═════ Extracted information
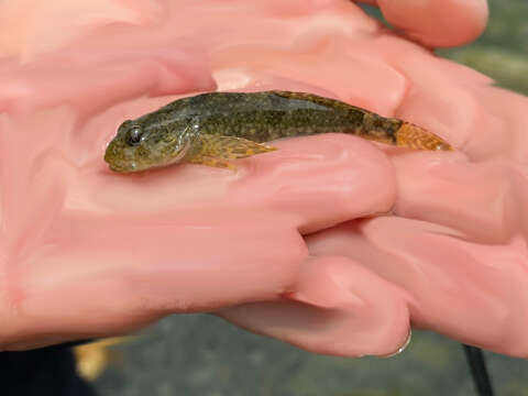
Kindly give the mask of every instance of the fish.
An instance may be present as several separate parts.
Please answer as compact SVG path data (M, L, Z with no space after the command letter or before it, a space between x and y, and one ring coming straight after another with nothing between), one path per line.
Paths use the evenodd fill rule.
M345 133L399 147L453 151L410 122L314 94L270 90L206 92L122 122L105 152L113 172L175 164L237 169L232 160L277 150L272 141Z

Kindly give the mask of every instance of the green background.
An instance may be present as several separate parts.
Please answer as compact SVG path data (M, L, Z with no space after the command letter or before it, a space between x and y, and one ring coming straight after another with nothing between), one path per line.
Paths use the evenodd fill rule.
M528 1L492 0L490 9L488 28L475 43L438 54L528 95ZM461 345L425 331L415 331L396 358L341 359L300 351L211 316L180 315L113 349L123 359L96 381L102 396L475 394ZM528 395L527 361L487 352L486 358L498 395Z

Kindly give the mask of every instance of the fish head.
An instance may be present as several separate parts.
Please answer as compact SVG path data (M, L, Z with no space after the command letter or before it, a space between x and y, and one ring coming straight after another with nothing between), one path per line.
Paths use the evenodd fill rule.
M120 173L141 172L182 162L198 133L193 122L152 124L127 120L108 144L105 161Z

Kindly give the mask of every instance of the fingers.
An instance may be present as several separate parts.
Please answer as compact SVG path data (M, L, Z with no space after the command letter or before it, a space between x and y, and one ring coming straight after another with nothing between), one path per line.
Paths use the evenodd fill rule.
M18 177L1 174L11 213L2 219L0 273L9 287L0 312L9 324L1 339L10 349L274 299L307 258L299 230L394 204L386 156L353 136L301 139L295 150L277 142L280 150L244 160L240 174L188 165L123 176L106 168L102 151L86 160L78 141L59 139L62 129L38 144L28 140L36 125L54 131L63 116L3 119L16 133L2 142L25 153ZM89 128L91 136L102 133L97 124L81 133Z
M481 243L503 243L527 230L527 173L521 166L506 161L469 163L457 155L436 162L427 154L394 161L398 216L447 226Z
M10 113L67 103L82 118L145 92L215 89L205 55L184 42L129 51L63 50L41 55L32 67L20 67L13 61L2 67L0 110Z
M31 253L2 262L1 342L9 349L274 298L307 255L289 217L233 209L105 219L64 210L31 242Z
M260 334L332 355L388 355L409 337L405 293L352 260L308 260L286 298L216 314Z
M377 0L383 15L427 46L446 47L475 40L486 26L486 0Z
M414 324L496 352L528 354L522 239L476 244L455 230L393 217L341 226L308 243L315 255L345 255L407 290Z
M231 205L290 213L302 233L394 205L392 164L374 144L346 135L273 144L279 150L244 161L248 173L230 187Z

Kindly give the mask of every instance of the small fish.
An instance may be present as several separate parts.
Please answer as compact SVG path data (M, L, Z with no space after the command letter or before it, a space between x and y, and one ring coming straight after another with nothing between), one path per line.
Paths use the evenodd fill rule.
M230 160L277 150L266 142L319 133L348 133L416 150L453 150L409 122L317 95L273 90L201 94L127 120L105 161L121 173L182 163L235 169Z

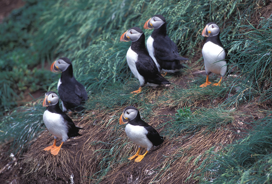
══════════
### Exercise details:
Please rewrite the lines from the one with "Kindly give the mask of every instance of the green" to the one with "M120 173L141 172L182", swapping "fish head" for "fish tail" and keeping everything else identical.

### Answer to the task:
Kindly give the mask of every instance of the green background.
An instance may be present as several separate parts.
Please answer as compact SVG path data (M, L, Z with no space after the command letter or before it, a space between x and y, and one ring coming straight after another with nothing between), one path per line.
Paths use the evenodd fill rule.
M528 1L492 0L490 9L488 28L475 43L438 54L528 95ZM461 345L425 331L415 331L396 358L341 359L300 351L211 316L180 315L113 349L123 359L96 381L102 396L475 394ZM528 395L527 361L487 352L486 358L498 395Z

Kindly give the mask of every instance of the fish tail.
An instance may be present as several separate parts.
Please answer as compact SVG path data (M, L, Z with no space after the command letter or before it, a space between x and y, and one ring coming straight after another with nothing between), one path per line.
Paths use the evenodd fill rule.
M120 173L141 172L182 162L198 133L193 122L152 124L127 120L108 144L105 161Z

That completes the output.